[Start of section]

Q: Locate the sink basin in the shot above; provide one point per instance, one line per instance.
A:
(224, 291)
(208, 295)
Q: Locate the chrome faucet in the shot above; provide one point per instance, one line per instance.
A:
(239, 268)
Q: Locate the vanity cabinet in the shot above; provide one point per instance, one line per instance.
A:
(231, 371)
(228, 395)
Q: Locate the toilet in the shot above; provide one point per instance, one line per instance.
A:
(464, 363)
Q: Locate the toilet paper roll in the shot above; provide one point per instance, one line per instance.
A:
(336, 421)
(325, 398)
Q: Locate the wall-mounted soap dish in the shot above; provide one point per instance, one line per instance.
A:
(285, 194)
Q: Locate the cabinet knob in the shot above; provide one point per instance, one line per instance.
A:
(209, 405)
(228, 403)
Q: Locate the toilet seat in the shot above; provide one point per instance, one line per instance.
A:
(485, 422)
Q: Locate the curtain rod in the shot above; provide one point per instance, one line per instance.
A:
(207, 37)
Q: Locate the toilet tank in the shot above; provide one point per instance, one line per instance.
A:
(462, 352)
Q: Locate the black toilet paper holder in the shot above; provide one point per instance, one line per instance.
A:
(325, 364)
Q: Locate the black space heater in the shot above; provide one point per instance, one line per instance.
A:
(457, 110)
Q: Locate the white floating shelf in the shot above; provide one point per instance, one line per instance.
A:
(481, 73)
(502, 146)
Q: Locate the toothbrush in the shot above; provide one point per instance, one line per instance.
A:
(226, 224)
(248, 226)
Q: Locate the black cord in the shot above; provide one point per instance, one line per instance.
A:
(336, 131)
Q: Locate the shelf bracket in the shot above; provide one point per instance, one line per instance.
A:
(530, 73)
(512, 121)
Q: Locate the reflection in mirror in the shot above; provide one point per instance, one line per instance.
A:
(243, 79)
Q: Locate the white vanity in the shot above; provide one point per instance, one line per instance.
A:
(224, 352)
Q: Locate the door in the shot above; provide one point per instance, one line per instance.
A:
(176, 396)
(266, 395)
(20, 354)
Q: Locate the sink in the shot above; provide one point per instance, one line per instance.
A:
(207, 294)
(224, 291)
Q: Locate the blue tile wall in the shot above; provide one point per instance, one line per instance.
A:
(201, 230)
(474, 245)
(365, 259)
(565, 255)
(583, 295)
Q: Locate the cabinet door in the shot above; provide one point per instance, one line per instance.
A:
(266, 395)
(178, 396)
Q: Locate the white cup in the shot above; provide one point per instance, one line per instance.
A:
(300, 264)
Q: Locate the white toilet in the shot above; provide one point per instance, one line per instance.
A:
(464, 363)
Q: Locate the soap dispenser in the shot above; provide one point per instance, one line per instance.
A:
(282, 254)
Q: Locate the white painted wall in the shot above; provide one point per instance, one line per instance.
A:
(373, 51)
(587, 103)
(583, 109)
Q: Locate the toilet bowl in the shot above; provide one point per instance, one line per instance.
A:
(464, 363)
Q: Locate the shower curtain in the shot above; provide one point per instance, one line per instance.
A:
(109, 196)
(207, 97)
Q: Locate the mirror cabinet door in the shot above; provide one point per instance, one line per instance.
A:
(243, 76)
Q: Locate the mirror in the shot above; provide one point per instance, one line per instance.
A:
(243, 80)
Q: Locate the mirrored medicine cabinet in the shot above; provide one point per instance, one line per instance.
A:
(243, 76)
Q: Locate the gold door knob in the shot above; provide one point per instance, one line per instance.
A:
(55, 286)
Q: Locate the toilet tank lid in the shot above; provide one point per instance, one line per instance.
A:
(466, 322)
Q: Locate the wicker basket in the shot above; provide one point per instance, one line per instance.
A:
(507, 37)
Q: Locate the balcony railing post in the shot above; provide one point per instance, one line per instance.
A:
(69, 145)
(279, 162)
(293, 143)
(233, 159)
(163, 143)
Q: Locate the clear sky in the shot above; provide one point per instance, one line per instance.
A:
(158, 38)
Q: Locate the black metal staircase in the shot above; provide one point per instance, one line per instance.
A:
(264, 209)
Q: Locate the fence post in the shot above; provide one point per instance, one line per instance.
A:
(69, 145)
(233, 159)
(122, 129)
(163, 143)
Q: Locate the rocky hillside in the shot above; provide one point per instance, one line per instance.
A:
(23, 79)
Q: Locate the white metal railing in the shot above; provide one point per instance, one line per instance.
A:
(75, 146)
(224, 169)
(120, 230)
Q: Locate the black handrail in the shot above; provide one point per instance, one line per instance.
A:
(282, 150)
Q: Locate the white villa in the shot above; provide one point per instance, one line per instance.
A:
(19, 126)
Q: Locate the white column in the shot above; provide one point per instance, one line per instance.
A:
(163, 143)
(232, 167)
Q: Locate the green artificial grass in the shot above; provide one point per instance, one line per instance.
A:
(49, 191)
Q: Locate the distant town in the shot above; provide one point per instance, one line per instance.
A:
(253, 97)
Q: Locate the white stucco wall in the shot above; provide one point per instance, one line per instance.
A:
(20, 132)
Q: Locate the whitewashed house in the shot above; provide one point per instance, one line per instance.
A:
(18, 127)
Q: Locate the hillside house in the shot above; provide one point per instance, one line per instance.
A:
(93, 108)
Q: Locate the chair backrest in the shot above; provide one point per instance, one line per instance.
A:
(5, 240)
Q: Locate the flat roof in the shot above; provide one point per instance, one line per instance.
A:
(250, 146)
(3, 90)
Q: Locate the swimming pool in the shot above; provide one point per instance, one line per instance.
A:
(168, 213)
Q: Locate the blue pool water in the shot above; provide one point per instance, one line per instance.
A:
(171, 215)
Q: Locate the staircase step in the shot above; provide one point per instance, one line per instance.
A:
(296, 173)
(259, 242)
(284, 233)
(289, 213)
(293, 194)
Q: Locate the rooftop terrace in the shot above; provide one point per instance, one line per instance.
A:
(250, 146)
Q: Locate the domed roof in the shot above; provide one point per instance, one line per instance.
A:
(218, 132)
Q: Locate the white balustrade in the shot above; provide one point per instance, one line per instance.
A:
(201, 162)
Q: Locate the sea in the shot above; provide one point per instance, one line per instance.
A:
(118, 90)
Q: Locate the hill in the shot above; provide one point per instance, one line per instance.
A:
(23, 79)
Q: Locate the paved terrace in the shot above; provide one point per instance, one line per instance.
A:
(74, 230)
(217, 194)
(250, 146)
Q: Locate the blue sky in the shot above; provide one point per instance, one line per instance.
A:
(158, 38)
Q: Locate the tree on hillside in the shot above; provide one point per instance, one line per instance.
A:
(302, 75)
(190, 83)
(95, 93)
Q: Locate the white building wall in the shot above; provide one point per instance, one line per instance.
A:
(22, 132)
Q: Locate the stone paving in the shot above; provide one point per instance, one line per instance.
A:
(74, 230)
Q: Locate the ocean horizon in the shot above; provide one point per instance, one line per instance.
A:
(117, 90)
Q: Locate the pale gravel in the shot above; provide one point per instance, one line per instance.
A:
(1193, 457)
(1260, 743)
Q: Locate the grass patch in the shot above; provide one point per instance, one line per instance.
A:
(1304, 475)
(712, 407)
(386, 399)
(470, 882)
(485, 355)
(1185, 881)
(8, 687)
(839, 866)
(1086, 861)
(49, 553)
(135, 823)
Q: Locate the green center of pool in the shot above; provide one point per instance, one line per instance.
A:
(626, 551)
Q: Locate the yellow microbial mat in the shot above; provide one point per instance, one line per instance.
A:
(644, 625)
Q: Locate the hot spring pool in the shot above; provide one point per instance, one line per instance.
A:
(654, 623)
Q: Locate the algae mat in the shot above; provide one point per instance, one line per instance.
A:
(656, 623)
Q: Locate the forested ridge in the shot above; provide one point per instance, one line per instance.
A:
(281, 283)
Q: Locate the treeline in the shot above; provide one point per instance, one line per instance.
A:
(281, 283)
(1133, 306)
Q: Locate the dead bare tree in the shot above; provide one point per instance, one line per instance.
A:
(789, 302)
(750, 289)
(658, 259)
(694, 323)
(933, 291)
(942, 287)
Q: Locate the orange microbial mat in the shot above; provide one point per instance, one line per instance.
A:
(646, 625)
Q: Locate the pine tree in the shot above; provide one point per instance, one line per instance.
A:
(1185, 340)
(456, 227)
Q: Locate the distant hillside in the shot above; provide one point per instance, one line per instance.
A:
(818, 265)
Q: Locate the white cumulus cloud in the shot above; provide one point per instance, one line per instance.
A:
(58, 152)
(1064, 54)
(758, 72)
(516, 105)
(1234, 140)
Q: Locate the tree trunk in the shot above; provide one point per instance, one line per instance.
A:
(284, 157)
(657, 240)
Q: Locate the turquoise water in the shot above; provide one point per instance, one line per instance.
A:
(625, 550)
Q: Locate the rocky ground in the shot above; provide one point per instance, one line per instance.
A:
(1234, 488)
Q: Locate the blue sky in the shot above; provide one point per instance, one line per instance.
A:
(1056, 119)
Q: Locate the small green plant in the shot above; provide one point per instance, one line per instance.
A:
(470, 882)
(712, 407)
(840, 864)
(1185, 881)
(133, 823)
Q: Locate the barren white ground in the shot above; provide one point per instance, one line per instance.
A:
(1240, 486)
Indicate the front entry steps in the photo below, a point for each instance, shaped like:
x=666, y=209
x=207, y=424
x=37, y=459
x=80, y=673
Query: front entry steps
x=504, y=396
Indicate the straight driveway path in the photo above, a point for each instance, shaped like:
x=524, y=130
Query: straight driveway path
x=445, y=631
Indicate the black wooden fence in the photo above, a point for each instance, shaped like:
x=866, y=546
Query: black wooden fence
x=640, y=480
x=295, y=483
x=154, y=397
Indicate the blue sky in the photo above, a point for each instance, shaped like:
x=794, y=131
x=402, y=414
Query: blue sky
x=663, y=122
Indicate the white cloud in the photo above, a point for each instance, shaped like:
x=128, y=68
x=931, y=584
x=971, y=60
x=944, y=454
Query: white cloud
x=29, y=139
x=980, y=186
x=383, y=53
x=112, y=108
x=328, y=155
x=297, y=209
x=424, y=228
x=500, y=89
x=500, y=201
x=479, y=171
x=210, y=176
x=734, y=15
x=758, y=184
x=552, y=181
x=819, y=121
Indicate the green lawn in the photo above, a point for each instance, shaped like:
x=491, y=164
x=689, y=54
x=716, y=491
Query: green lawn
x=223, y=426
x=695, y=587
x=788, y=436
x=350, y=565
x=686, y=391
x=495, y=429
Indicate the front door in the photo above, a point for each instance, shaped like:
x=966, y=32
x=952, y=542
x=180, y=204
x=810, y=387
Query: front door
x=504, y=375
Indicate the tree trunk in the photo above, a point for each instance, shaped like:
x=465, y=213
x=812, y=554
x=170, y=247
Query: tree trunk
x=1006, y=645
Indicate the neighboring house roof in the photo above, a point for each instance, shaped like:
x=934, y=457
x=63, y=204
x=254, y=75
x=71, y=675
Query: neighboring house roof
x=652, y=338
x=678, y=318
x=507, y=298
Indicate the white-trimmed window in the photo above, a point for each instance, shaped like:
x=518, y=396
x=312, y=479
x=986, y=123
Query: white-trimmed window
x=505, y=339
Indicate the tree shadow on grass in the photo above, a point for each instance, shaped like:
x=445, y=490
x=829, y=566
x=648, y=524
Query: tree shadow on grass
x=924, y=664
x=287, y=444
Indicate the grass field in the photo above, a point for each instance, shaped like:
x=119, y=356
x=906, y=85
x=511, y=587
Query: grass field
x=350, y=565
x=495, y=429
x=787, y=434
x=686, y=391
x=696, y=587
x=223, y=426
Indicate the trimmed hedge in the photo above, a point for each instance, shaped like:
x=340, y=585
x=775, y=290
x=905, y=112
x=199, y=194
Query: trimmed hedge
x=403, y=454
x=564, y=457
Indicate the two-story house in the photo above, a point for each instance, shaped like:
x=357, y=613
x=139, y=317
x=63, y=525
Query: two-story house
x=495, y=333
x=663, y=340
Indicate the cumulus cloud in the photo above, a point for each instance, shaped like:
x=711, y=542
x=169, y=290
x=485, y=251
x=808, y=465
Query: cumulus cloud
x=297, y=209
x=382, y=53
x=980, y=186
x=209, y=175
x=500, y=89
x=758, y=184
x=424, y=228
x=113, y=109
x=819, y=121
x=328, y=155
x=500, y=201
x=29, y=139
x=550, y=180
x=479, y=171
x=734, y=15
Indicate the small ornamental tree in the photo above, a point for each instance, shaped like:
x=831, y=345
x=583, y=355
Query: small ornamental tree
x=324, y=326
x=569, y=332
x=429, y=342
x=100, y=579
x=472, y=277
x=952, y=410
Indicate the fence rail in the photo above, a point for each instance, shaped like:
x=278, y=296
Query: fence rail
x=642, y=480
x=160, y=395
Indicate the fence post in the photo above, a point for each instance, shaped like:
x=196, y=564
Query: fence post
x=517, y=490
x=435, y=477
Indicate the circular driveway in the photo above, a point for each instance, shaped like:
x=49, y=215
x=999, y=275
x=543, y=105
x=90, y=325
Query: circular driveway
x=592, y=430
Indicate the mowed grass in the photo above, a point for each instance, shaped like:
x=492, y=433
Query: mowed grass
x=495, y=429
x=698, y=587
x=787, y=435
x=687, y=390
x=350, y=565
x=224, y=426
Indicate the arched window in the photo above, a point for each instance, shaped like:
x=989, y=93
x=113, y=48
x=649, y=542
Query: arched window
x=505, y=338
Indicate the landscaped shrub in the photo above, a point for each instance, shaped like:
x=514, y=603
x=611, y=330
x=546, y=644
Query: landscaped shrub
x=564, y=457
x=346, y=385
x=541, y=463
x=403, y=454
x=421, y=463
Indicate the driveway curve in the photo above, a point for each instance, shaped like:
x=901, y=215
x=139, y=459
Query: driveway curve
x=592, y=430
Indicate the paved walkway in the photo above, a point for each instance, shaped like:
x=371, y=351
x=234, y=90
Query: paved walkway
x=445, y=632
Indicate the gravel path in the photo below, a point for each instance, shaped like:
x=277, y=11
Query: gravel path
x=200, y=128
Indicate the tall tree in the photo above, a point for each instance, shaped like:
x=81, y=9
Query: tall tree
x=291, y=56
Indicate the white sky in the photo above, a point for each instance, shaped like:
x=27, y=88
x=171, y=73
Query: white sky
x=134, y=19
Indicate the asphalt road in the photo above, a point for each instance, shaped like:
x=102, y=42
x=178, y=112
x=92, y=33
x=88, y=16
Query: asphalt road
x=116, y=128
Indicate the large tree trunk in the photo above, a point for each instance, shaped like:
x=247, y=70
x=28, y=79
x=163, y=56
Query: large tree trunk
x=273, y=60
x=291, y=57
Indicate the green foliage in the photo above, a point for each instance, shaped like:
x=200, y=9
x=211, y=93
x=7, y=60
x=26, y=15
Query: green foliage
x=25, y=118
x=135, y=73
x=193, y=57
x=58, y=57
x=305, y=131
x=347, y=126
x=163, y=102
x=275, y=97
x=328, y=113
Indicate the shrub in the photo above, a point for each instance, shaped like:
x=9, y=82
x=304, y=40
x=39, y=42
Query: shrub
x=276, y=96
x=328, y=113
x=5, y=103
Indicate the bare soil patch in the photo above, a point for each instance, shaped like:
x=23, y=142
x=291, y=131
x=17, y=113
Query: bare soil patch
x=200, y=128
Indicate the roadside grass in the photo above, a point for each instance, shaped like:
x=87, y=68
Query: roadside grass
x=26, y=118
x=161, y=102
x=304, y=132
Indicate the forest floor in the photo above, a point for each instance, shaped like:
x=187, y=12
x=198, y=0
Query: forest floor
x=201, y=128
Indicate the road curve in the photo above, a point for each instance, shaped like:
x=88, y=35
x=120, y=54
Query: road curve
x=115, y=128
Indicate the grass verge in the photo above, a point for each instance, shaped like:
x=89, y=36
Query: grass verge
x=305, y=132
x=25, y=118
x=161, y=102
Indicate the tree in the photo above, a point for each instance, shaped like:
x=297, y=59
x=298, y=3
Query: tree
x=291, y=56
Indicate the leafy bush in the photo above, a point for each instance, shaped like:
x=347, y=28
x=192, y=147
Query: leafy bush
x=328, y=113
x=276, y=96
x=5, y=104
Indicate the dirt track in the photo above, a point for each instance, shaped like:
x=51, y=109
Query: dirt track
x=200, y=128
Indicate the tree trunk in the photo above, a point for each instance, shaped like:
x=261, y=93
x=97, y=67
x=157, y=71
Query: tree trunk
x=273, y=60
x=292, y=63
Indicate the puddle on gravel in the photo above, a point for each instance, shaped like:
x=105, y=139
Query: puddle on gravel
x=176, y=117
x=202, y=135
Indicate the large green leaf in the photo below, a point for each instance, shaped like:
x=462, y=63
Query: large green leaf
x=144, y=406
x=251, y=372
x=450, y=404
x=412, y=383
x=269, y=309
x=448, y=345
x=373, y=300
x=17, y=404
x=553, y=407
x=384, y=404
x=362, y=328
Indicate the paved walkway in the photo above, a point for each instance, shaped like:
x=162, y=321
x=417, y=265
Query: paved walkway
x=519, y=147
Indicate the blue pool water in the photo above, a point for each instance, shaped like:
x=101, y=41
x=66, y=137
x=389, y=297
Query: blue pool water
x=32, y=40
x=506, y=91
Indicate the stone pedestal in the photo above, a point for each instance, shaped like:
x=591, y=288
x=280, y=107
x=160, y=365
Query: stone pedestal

[End of section]

**Activity**
Which lines of the data contain the string "ground"? Copy each one.

**Answer to this problem**
Q: Locate the rocky ground in the shot above; provide one point per instance, one line per instance.
Q: Locate the barren white ground in the shot above; provide one point per instance, one line per instance.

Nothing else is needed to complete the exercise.